• What needs to be done: Starting at the line with "Target: leaf with holes" in it, reproduce each line below through the last one, exactly, and include nothing else.

• Dataset records:
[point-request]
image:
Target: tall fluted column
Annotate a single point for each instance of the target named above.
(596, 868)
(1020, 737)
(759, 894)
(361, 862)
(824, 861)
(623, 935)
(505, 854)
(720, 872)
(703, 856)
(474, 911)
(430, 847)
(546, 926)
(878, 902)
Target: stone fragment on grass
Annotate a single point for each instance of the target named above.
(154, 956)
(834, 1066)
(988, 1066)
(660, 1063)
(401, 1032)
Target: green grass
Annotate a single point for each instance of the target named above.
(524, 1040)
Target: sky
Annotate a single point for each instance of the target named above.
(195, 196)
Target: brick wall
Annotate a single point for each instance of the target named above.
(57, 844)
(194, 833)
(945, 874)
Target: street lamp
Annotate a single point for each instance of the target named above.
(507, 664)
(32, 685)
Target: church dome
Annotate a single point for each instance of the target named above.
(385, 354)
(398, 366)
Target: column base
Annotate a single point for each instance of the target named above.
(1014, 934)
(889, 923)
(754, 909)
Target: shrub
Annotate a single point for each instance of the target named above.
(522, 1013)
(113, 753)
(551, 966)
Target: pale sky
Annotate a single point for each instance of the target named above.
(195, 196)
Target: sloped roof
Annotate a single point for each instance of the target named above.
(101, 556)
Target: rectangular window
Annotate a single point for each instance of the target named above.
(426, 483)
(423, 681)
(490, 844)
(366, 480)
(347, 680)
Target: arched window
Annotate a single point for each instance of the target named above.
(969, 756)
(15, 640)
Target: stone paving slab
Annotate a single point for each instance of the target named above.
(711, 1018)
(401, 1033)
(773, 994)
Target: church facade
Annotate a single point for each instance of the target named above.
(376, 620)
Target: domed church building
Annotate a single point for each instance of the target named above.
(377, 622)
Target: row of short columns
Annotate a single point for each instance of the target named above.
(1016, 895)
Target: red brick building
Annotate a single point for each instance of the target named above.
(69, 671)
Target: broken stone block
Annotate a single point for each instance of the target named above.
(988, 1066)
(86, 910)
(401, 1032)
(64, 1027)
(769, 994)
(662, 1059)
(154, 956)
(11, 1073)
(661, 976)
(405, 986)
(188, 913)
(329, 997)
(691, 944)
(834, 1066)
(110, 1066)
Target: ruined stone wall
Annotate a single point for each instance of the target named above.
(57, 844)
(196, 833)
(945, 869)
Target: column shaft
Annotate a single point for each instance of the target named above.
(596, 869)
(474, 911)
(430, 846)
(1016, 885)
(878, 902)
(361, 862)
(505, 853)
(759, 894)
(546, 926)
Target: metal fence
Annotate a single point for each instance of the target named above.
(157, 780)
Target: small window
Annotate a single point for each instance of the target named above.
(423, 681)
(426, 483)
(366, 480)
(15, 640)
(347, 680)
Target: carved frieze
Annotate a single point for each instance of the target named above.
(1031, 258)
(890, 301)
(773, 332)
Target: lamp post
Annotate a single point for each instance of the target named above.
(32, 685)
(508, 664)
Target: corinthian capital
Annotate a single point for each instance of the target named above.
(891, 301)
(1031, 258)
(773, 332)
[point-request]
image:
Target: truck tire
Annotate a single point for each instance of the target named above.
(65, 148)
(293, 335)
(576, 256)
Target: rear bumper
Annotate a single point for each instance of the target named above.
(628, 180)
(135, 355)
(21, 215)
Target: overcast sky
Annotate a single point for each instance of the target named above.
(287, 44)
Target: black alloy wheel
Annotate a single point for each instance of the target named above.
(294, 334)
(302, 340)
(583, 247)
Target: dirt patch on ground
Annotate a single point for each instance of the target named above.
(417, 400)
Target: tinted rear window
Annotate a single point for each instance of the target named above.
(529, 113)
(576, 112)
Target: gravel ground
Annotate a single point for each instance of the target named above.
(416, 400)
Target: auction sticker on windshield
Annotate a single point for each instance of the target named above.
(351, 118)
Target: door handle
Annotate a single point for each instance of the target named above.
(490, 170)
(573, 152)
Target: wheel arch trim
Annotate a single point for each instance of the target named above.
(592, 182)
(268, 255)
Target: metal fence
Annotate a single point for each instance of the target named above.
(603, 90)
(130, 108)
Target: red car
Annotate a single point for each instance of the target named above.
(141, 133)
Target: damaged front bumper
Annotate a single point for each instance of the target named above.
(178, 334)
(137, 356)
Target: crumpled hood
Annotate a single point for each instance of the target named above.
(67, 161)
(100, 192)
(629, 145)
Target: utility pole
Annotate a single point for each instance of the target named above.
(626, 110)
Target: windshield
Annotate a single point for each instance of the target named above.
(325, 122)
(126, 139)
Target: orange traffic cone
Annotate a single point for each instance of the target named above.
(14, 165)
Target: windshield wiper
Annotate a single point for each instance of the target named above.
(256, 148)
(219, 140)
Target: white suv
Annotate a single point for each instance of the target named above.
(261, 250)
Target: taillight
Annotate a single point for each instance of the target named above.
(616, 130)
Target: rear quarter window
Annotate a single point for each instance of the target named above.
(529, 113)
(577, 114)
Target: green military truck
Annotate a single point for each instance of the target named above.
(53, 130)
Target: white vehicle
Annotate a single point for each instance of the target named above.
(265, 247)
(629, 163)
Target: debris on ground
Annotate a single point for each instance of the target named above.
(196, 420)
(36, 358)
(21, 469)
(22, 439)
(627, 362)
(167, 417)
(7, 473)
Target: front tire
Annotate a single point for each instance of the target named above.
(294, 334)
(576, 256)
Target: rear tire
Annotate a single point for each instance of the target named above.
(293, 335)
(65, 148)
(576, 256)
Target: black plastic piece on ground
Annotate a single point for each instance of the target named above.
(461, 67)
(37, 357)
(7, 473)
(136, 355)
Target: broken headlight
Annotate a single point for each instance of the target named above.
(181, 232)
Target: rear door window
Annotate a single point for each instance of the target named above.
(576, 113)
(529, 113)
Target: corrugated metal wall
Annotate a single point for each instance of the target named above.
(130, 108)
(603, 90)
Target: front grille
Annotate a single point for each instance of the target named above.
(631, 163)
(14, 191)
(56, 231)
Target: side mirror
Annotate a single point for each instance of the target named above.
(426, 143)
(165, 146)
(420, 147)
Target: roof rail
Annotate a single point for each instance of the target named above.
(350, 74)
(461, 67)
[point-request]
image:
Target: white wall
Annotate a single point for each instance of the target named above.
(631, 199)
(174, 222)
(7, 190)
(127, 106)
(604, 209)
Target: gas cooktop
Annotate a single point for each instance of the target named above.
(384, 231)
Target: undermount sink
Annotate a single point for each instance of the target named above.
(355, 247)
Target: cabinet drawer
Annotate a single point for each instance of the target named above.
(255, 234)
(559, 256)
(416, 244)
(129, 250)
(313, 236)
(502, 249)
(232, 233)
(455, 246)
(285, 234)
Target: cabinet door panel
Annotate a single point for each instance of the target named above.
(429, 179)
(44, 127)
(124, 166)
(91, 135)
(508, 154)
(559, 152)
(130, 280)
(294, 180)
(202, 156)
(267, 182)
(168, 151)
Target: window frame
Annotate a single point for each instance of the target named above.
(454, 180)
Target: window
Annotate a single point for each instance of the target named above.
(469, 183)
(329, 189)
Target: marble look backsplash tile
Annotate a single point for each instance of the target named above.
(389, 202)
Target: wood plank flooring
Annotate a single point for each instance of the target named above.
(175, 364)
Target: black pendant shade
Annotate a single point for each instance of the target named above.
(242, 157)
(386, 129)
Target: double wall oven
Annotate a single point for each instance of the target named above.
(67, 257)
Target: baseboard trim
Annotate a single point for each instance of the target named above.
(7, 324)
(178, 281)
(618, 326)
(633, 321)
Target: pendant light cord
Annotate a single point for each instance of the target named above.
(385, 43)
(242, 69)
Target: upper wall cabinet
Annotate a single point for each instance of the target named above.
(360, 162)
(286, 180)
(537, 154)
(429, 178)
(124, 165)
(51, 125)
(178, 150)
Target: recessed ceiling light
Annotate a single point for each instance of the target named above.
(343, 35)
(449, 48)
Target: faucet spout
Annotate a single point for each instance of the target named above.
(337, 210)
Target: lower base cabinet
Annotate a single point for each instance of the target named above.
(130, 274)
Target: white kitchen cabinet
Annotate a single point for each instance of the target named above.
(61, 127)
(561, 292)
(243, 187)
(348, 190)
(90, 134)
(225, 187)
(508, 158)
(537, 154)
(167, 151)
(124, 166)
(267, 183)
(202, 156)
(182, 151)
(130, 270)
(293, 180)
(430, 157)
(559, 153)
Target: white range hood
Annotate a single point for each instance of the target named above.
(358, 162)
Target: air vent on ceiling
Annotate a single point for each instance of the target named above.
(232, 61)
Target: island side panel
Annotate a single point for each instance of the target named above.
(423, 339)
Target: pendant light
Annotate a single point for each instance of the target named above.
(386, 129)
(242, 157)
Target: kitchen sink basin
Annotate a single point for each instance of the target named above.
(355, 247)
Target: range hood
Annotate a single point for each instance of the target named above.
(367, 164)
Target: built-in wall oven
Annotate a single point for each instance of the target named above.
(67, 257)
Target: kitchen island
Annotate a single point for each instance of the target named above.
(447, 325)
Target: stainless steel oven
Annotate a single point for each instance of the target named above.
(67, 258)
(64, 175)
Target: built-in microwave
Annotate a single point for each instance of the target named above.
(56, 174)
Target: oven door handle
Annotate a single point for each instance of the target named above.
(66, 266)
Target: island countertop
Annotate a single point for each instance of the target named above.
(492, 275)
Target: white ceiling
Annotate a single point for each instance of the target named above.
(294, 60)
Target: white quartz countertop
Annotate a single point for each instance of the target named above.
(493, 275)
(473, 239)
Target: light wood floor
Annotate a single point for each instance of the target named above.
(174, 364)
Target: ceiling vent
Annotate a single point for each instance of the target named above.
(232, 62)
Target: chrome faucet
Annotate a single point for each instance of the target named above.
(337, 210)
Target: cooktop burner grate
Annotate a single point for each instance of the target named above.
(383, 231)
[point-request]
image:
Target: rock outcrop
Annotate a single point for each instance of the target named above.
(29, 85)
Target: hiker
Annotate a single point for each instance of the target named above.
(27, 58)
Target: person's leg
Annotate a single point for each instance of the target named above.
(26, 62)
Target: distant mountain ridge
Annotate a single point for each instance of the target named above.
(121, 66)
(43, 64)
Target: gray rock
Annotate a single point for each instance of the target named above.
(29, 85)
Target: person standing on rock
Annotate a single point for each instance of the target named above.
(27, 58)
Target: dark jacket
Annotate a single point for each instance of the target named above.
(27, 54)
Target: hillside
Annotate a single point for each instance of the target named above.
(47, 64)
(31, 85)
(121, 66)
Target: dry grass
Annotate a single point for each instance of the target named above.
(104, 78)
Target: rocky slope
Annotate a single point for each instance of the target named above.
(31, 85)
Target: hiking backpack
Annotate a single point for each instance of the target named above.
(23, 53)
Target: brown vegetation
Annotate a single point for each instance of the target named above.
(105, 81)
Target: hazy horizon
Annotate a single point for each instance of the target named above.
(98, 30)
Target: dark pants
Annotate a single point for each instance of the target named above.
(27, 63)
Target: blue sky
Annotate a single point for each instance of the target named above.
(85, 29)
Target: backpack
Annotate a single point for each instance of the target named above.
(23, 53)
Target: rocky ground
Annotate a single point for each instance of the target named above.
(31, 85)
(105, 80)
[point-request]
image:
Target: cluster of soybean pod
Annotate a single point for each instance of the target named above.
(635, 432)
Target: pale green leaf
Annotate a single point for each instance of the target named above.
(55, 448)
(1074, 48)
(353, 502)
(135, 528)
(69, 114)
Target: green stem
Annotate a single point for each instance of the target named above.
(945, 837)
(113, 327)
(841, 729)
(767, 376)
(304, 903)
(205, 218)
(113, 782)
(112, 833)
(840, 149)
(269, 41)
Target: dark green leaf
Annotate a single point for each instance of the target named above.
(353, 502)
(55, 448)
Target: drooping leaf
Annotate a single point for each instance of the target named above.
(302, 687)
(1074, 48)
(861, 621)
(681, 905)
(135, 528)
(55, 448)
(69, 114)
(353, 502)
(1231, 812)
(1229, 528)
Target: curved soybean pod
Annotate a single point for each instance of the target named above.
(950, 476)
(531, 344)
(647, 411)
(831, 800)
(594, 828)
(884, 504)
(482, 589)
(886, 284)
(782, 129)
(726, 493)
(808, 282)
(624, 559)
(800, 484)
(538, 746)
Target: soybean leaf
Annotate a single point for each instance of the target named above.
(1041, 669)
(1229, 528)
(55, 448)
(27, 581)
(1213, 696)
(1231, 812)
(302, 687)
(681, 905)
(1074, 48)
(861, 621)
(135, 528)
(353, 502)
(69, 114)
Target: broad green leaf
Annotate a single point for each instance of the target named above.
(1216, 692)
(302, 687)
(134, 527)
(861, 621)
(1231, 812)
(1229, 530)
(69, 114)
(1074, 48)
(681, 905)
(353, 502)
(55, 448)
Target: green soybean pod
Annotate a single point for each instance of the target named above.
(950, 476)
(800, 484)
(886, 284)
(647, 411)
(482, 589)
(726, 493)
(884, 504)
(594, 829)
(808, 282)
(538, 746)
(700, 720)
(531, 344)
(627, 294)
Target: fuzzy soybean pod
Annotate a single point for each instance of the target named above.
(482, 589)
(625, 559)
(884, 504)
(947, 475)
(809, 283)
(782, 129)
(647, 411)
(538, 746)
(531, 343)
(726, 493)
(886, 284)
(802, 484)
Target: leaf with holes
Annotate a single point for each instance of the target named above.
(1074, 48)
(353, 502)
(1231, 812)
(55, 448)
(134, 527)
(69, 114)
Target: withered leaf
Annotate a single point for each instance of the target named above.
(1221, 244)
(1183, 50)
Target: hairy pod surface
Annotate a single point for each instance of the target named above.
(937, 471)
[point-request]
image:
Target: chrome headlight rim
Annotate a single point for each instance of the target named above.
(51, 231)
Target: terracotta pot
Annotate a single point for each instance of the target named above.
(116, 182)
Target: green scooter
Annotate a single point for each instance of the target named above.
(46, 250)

• Output for this task:
Target: leaf with holes
Annotate a single point for each instance of the target named above.
(1074, 48)
(353, 502)
(1231, 812)
(55, 448)
(134, 527)
(69, 114)
Target: withered leaf
Annotate a single point for each instance of the target named above.
(1221, 244)
(1183, 50)
Target: hairy pod surface
Annotate a single point for each instance of the target named above.
(937, 471)
[point-request]
image:
Target: chrome headlight rim
Annotate a single point for each instance of the target named above.
(51, 231)
Target: terracotta pot
Annotate a single point for each instance of the target named above.
(116, 182)
Target: green scooter
Annotate a single point for each instance of the target named above.
(46, 250)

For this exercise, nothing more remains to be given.